- [Exercise description] Print only the closing part of the entries. It starts at the line containing "the distant boat" and includes the final line, exactly as written.

BEGIN Data under study

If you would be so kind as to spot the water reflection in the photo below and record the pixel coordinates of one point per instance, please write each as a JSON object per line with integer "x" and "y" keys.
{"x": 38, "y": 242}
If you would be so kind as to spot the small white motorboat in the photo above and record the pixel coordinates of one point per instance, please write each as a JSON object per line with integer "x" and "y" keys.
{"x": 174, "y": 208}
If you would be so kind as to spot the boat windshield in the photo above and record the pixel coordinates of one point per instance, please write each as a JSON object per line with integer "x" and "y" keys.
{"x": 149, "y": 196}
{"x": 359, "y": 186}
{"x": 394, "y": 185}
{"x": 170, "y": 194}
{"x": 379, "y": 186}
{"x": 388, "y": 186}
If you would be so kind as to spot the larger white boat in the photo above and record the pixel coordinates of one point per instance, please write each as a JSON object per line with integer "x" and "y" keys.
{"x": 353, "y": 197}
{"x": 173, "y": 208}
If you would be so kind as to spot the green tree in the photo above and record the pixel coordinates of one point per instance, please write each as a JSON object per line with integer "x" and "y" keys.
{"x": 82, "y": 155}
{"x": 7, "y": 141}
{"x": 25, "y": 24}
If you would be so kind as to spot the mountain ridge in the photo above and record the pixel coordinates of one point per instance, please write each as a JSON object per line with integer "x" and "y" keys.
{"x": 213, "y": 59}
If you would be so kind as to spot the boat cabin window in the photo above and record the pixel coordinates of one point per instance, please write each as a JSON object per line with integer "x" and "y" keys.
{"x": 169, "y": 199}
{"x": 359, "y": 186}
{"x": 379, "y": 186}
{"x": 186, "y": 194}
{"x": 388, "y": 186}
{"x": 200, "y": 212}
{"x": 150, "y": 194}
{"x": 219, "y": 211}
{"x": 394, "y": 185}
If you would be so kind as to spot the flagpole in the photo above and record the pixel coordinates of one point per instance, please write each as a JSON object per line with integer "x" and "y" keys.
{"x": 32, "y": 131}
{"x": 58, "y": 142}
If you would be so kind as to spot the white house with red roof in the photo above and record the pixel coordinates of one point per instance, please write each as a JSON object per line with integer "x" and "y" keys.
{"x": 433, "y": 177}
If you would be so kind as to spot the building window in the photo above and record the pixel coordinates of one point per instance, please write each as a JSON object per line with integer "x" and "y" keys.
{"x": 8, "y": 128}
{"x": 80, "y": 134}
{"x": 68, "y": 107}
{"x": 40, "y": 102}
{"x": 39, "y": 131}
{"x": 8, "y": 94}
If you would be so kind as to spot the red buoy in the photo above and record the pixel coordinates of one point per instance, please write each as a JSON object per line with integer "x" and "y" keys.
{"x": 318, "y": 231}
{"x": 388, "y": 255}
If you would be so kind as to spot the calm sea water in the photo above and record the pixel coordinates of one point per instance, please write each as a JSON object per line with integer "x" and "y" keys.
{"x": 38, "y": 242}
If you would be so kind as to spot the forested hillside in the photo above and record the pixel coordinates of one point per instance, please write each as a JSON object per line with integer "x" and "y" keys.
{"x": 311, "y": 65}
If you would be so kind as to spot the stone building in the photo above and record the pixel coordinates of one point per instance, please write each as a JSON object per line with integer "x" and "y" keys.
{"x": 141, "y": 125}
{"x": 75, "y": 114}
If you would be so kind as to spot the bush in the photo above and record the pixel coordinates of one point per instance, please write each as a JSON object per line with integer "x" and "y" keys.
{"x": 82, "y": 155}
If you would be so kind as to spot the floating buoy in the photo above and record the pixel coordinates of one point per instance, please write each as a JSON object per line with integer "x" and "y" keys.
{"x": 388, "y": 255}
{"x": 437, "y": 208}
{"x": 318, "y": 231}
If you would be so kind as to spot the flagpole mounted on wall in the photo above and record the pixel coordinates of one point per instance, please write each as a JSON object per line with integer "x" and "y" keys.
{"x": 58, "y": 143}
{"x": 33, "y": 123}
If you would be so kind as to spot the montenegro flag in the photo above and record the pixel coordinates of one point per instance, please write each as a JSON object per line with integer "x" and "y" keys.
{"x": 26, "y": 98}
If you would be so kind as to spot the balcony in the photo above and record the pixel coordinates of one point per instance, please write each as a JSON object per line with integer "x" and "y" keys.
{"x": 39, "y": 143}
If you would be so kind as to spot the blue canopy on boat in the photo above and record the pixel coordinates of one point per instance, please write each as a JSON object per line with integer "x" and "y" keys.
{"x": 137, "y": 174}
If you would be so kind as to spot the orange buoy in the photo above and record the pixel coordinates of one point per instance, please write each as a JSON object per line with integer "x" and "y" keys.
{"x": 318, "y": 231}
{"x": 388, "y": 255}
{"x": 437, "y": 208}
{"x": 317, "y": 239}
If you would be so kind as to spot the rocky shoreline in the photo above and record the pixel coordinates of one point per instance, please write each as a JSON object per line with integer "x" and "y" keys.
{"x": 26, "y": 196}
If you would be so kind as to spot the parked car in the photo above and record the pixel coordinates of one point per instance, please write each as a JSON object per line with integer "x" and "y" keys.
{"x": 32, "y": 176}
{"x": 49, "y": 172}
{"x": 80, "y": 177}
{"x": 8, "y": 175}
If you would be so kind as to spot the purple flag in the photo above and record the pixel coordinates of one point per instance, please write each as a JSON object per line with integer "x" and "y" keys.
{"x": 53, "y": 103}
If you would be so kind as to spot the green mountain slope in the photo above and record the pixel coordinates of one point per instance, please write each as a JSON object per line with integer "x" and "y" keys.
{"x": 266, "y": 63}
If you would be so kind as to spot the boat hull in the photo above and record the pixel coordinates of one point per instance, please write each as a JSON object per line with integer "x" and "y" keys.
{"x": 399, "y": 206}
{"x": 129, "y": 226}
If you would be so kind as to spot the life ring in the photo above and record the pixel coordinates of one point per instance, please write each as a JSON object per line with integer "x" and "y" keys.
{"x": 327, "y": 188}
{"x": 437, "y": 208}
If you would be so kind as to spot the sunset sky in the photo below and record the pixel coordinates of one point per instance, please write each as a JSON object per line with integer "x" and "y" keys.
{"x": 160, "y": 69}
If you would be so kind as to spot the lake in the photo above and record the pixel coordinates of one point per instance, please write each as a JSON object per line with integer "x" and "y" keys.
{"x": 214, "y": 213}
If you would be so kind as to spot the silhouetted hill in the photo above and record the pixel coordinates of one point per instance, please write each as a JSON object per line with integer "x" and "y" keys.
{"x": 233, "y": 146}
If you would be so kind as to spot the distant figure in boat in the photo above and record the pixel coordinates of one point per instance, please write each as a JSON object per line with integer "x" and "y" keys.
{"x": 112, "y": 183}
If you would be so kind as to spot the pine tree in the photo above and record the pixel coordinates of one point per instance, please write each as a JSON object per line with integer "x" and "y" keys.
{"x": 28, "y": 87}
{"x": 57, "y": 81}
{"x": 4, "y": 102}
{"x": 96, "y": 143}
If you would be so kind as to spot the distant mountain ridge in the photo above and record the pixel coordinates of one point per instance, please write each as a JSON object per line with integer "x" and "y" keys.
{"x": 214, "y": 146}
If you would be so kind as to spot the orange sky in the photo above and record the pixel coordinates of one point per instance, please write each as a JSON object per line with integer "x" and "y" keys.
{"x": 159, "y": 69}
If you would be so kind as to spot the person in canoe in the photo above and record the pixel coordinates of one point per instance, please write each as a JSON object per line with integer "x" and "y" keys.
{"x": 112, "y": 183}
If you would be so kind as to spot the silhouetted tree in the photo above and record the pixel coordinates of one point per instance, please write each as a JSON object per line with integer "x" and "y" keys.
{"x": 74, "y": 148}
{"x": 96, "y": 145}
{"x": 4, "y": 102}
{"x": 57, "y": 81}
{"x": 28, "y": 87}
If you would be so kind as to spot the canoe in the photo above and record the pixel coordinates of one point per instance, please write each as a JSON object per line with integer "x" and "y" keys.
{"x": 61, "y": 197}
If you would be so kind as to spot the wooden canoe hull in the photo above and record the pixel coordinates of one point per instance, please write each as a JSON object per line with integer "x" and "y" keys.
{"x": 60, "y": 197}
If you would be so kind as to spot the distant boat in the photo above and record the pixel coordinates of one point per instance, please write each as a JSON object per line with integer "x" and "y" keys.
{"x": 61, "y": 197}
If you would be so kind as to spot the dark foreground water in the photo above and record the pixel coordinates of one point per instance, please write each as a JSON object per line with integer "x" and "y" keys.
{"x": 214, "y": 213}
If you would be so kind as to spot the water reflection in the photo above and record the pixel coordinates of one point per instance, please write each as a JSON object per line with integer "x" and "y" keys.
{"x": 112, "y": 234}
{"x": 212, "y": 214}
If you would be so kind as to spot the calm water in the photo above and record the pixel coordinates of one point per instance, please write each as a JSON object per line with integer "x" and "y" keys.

END Data under study

- [Output below]
If you would be so kind as to spot the distant boat in the photo above and record the pixel coordinates of one point per instance, please write each as a JSON object per line with integer "x" and "y" keys.
{"x": 61, "y": 197}
If you would be so kind as to spot the dark foreground water in the photo above and record the pixel coordinates of one point per instance, please write each as a JSON object per line with integer "x" and "y" keys.
{"x": 214, "y": 213}
If you would be so kind as to spot the water reflection in the photo above and record the pixel coordinates of one point per instance, please write each as a JSON object per line with integer "x" and "y" keys.
{"x": 112, "y": 234}
{"x": 212, "y": 214}
If you would be so kind as to spot the calm water in the photo above and record the pixel coordinates of one point per instance, please write each as a JSON object per line with integer "x" and "y" keys.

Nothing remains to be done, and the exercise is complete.